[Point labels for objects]
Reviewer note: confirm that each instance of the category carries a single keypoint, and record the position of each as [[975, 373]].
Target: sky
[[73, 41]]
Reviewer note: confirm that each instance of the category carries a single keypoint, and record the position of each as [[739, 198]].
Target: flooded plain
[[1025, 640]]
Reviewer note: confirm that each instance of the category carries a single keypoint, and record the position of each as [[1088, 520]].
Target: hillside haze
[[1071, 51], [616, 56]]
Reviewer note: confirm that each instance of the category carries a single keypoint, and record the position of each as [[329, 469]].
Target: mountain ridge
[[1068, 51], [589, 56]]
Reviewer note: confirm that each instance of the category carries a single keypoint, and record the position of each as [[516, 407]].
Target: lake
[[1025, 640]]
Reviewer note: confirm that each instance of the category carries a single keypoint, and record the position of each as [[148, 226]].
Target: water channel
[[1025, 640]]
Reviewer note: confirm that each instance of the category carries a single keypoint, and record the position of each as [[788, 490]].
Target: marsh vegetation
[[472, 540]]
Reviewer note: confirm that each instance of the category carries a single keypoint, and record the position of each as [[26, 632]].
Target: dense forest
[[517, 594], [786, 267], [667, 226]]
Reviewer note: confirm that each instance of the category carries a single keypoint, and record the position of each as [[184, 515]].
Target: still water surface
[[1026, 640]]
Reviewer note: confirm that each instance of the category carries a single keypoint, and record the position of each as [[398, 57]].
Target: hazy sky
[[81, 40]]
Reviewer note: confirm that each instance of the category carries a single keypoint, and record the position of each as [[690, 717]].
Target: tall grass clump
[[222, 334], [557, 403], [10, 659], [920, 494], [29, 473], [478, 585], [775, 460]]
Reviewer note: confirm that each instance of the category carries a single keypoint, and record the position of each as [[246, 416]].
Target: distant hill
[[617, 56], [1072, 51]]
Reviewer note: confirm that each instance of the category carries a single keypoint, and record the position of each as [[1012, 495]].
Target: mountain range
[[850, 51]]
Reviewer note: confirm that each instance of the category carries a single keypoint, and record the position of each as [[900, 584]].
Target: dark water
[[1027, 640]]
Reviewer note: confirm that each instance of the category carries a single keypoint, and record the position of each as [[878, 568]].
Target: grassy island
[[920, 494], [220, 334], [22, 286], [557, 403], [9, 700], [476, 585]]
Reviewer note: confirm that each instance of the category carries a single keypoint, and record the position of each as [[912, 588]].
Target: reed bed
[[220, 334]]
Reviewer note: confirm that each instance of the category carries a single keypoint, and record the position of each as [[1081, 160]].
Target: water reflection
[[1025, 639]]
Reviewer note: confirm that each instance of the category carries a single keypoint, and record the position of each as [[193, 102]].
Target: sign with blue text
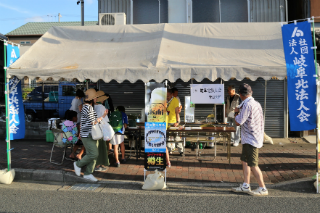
[[207, 93], [13, 53], [16, 110], [297, 44], [155, 137]]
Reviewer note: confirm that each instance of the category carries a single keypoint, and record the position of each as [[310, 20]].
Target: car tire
[[29, 116]]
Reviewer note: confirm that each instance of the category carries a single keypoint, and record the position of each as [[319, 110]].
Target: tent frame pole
[[6, 83], [317, 104]]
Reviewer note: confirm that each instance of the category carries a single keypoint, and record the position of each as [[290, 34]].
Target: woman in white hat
[[88, 118]]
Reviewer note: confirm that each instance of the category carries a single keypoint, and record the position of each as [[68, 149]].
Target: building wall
[[147, 11]]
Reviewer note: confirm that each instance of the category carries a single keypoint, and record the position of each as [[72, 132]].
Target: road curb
[[70, 177]]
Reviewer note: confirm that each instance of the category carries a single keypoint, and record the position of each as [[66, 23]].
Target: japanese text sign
[[207, 93], [153, 161], [297, 43], [155, 137], [13, 53]]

# Task instructions
Reproduce every one of the lines above word for word, and omit the pictures from your answer.

# Completed task
Reviewer note: confirm that each instance of the category carries a single keypoint, and record the position of each as [[975, 373]].
Target: sky
[[73, 41]]
Reviewer note: confirm that each instance of the category carries a single keypoint, and record the position of each as [[739, 198]].
Target: flooded plain
[[1025, 640]]
Reviewer note: confirm that each instance of the category carries a single keypoint, and record the position of each as [[1088, 520]].
Target: hillside haze
[[1071, 51], [616, 56]]
Reviewer note: confirm that each instance of the category carries a single keypoint, and record the position of each as [[329, 469]].
Target: mountain ridge
[[1068, 51], [589, 56]]
Reviewer note: confirm that each instance of the category carries a single keypoint, and record the position of each as [[516, 407]].
Target: lake
[[1025, 640]]
Reviewer note: confirm that each instance of the category carries a single keypoint, and record the position of each as [[148, 226]].
Target: water channel
[[1025, 640]]
Reviewer note: confirm that each instance of the category carries a single keypoint, and record the position of each as [[788, 490]].
Target: marsh vegetation
[[472, 540]]
Reviewer note: confirm that each instance of the category carries a single keypoint, and record the position of each as [[26, 632]].
Target: dense forest
[[517, 594], [786, 267], [667, 226]]
Reviewer note: confirm that each instance of the category carries a single keypoint, and record the position of each as [[184, 515]].
Target: still water surface
[[1026, 640]]
Reviewer note: confirm that each instance of the category carries a single keypoint, and record the position of each as [[398, 57]].
Target: hazy sky
[[81, 40]]
Reviewer note: confirm that each instance of the category carries a single keypoint, and record the position of each as [[690, 717]].
Target: tall grass clump
[[222, 334], [557, 403], [10, 659], [920, 494], [29, 473], [478, 585], [775, 460]]
Reviewer note: confirm that each instance of the category carries a single keypoint, and record the position of each as [[246, 416]].
Target: distant hill
[[617, 56], [1072, 51]]
Reviewer note: confirm that each instance of the category carries a single keypoint, and record the position of each as [[1012, 495]].
Target: mountain range
[[850, 51]]
Reviewer note: confirm that each instance of the category carries a single keypoint, and record the position of each as [[900, 584]].
Target: dark water
[[1027, 640]]
Reviewer note: confirm that each instance of the category carries a single keypoint, and record the position of each as [[878, 568]].
Target: grassy island
[[920, 494], [220, 334], [22, 286], [557, 403], [9, 700], [476, 585]]
Reviewer note: confirm that each instance of the category carries a single keypoint, and record the position of each as [[912, 588]].
Target: reed bed
[[220, 334]]
Reviewer note: confirm that each instance of the category carries a single keypoint, and record the position of each as [[1081, 160]].
Target: water reflection
[[1025, 639]]
Reviewer note: confirm that each instance of the category carries a single keypoint, and record the position of each as [[193, 102]].
Target: sign with blue text
[[207, 93], [13, 53], [16, 110], [297, 44], [155, 137]]
Reviewer note: confirm that each instance of the category carries a single keypoint, and record the position of each as [[310, 20]].
Target: car tire
[[29, 116]]
Reviewer note: confirm that each instance of the category carries a single keypoint, and record the position of each as [[319, 110]].
Target: tent frame pole
[[6, 83], [317, 104]]
Reviewer note: confirm that each instance of the category carries a single keypoint, and record the position of each as [[290, 34]].
Target: woman in white hat
[[88, 118]]
Reviewer note: confirm that each instance of the category carries a single keypoint, and record the position of each as [[68, 149]].
Target: building wall
[[147, 11]]
Reviewer note: confirm that each instance of the category carries a single keypoint, and record the position of each as [[72, 132]].
Target: road curb
[[70, 177]]
Reviewer note: confirm that each instance of the category carries a single keypoint, and record the position of each as [[66, 23]].
Target: japanese text sign
[[207, 93], [153, 161], [297, 43], [155, 137], [13, 53]]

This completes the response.